The exercise: Rewrite the records below as a numbered list, one record per item, and leave out any blank lines.

Input:
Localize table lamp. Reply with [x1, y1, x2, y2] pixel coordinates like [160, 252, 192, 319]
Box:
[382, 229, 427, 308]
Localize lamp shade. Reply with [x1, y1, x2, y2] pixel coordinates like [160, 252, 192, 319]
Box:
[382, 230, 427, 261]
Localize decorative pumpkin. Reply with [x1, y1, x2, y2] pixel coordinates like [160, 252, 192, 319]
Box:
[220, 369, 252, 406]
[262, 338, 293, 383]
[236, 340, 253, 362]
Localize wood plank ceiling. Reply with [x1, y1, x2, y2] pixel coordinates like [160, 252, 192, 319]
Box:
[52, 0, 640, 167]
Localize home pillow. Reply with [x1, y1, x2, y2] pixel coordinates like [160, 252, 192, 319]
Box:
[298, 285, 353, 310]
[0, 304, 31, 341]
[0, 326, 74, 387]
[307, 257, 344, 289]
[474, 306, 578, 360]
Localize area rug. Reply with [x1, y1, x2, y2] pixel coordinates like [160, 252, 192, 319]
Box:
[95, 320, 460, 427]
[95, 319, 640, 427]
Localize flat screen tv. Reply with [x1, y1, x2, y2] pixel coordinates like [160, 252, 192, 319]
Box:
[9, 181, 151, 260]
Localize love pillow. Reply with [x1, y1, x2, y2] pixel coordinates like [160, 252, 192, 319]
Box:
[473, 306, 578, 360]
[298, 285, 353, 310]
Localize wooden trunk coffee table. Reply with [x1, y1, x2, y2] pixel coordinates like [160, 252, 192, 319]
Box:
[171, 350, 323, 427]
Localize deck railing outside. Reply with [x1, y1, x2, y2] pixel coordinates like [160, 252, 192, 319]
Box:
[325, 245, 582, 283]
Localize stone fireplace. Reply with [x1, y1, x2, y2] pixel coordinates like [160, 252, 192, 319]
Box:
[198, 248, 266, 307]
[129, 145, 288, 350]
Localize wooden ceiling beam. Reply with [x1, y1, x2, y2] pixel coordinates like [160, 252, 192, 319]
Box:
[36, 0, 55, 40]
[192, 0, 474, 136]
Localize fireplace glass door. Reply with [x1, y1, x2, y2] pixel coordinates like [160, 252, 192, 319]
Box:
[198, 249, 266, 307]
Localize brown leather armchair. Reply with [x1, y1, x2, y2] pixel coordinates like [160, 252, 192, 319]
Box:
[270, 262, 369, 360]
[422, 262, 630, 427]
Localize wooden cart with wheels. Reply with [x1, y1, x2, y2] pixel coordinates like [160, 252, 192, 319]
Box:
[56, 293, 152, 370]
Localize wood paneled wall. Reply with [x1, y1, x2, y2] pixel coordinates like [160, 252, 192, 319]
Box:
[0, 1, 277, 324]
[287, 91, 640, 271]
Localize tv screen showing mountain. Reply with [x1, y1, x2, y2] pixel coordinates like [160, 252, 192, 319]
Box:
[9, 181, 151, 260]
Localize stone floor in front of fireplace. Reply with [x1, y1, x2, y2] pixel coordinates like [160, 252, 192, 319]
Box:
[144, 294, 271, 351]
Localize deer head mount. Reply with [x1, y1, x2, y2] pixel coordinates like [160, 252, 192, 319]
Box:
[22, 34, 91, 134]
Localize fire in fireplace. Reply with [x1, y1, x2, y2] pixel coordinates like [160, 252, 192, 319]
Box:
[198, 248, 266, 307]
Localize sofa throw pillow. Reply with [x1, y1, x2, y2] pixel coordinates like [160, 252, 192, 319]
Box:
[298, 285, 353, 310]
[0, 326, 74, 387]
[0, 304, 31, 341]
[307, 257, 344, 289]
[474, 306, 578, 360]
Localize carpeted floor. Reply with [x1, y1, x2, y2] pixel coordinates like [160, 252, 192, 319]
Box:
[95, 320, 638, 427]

Finished answer:
1. Localize table lamp. Reply with [x1, y1, x2, y2] pixel coordinates like [160, 252, 192, 319]
2. Box:
3. [382, 229, 427, 308]
4. Localize lamp shade. Reply with [x1, y1, x2, y2] pixel coordinates like [160, 252, 192, 319]
5. Box:
6. [382, 230, 427, 261]
7. Localize decorative pumpkin. Reply with [x1, y1, x2, y2] pixel coordinates like [160, 252, 192, 319]
8. Box:
9. [220, 369, 252, 406]
10. [262, 338, 293, 383]
11. [236, 340, 253, 362]
12. Localize wood plank ceiling. Reply with [x1, y1, x2, y2] pixel coordinates like [160, 252, 192, 319]
13. Box:
14. [52, 0, 640, 167]
15. Localize home pillow. Reply with [x1, y1, x2, y2] pixel coordinates like [160, 252, 192, 319]
16. Box:
17. [298, 285, 353, 310]
18. [0, 304, 31, 341]
19. [0, 326, 74, 387]
20. [307, 257, 344, 289]
21. [474, 306, 578, 360]
22. Localize area rug. Reply with [x1, y1, x2, y2] pixel coordinates like [160, 252, 192, 319]
23. Box:
24. [95, 320, 460, 427]
25. [95, 319, 640, 427]
26. Localize flat screen tv. Reply with [x1, y1, x2, y2] pixel coordinates like [160, 252, 192, 319]
27. Box:
28. [9, 181, 151, 260]
29. Localize love pillow. Reply with [x1, y1, x2, y2] pixel coordinates like [160, 252, 192, 319]
30. Box:
31. [473, 306, 578, 360]
32. [298, 285, 353, 310]
33. Localize wooden trunk coffee table. Reply with [x1, y1, x2, y2] pixel coordinates like [160, 252, 192, 319]
34. Box:
35. [171, 350, 323, 427]
36. Localize deck railing outside. Reply with [x1, y1, x2, y2] pixel coordinates like [160, 252, 192, 319]
37. Box:
38. [325, 245, 582, 283]
39. Localize stone fireplace. Reply with [x1, y1, x2, y2] pixel coordinates like [160, 252, 192, 319]
40. Box:
41. [198, 248, 266, 307]
42. [129, 145, 288, 350]
43. Localize wooden ceiling beam. Reply with [x1, y1, x2, y2] pixel coordinates like [160, 252, 192, 319]
44. Box:
45. [36, 0, 55, 40]
46. [192, 0, 474, 136]
47. Localize fireplace glass door. Reply with [x1, y1, x2, y2] pixel coordinates like [160, 252, 192, 319]
48. Box:
49. [198, 249, 266, 307]
50. Localize brown leather armchair. Reply with [x1, y1, x2, y2] pixel coordinates like [160, 252, 192, 319]
51. Box:
52. [270, 262, 369, 360]
53. [422, 262, 630, 427]
54. Localize wooden cart with wheels. Reply with [x1, y1, x2, y2] pixel coordinates like [160, 252, 192, 319]
55. Box:
56. [56, 293, 152, 370]
57. Localize wood paneled wall. Reply with [x1, y1, x2, y2] pixel coordinates like [160, 252, 192, 319]
58. Box:
59. [0, 1, 277, 324]
60. [287, 91, 640, 271]
61. Localize tv screen showing mountain. Reply with [x1, y1, x2, y2] pixel coordinates like [160, 252, 192, 319]
62. Box:
63. [9, 181, 151, 260]
64. Localize stone floor in front of fireplace. Reply with [x1, y1, x2, y2] pixel coordinates like [160, 252, 192, 319]
65. Box:
66. [144, 294, 271, 351]
67. Localize deer head mount. Reply with [x1, y1, x2, y2] pixel coordinates like [160, 252, 192, 319]
68. Box:
69. [22, 34, 91, 134]
70. Localize fire in fireplace. Reply with [x1, y1, x2, y2] pixel coordinates like [160, 252, 192, 319]
71. Box:
72. [198, 248, 266, 307]
73. Localize sofa throw pillow. Reply with [x1, y1, x2, y2] pixel coordinates like [160, 252, 192, 319]
74. Box:
75. [298, 285, 353, 310]
76. [0, 326, 74, 387]
77. [0, 304, 31, 341]
78. [307, 257, 344, 289]
79. [474, 306, 578, 360]
80. Localize carpeted floor. Reply with [x1, y1, x2, y2] pixel coordinates like [160, 252, 192, 319]
81. Box:
82. [95, 320, 638, 427]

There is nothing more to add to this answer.